== Text section

Andrew Van Timmeren, whose perspective spans from flying F-22 Raptors to become Anduril’s director–air dominance systems, amplified the move toward CCA-NGAD. “The Raptor is amazing at when it does,” the former pilot whose call sign was “Scar” told IUS. “The B-21, a very awesome capability, is something like $600 million a copy. One of the things CCA provides is relevant combat capability for an affordable price. You want to get to a lot more airborne, democratized capabilities across the formation to facilitate overall combat effectiveness.”

The U.S. isn’t the only interested party looking at CCA. The Royal Australian Air Force has made more than 100 test flights with Boeing Australia’s MQ-28 Ghost Bat. Project Mosquito was the United Kingdom’s try at a Lightweight Affordable Novel Combat Aircraft (LANCA), though this loyal wingman concept was cancelled, reportedly for cost and efficiency reasons.

And as shown in its recent military parade, China is ramping up CCA-compatible fighter squadrons to project power even as the United States has to do the same across great expanses far from home (details in https://insideunmannedsystems.com/china-reveals-large-new-stealth-fighter-drones-alongside-collaborative-combat-aircraft/).

====
== Recorded information

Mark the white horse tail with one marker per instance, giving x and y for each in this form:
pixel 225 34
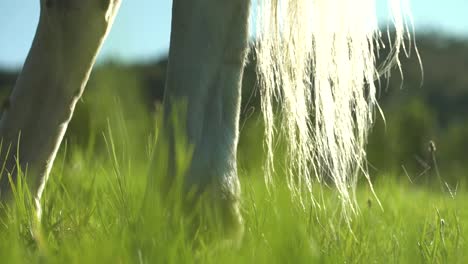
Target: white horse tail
pixel 318 58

====

- [The exercise]: Print, without any changes, the part of the article on collaborative combat aircraft that opens with the words containing "The U.S. isn’t" and closes with "and efficiency reasons.". You won't need the listing for anything here.

- [Solution]:
The U.S. isn’t the only interested party looking at CCA. The Royal Australian Air Force has made more than 100 test flights with Boeing Australia’s MQ-28 Ghost Bat. Project Mosquito was the United Kingdom’s try at a Lightweight Affordable Novel Combat Aircraft (LANCA), though this loyal wingman concept was cancelled, reportedly for cost and efficiency reasons.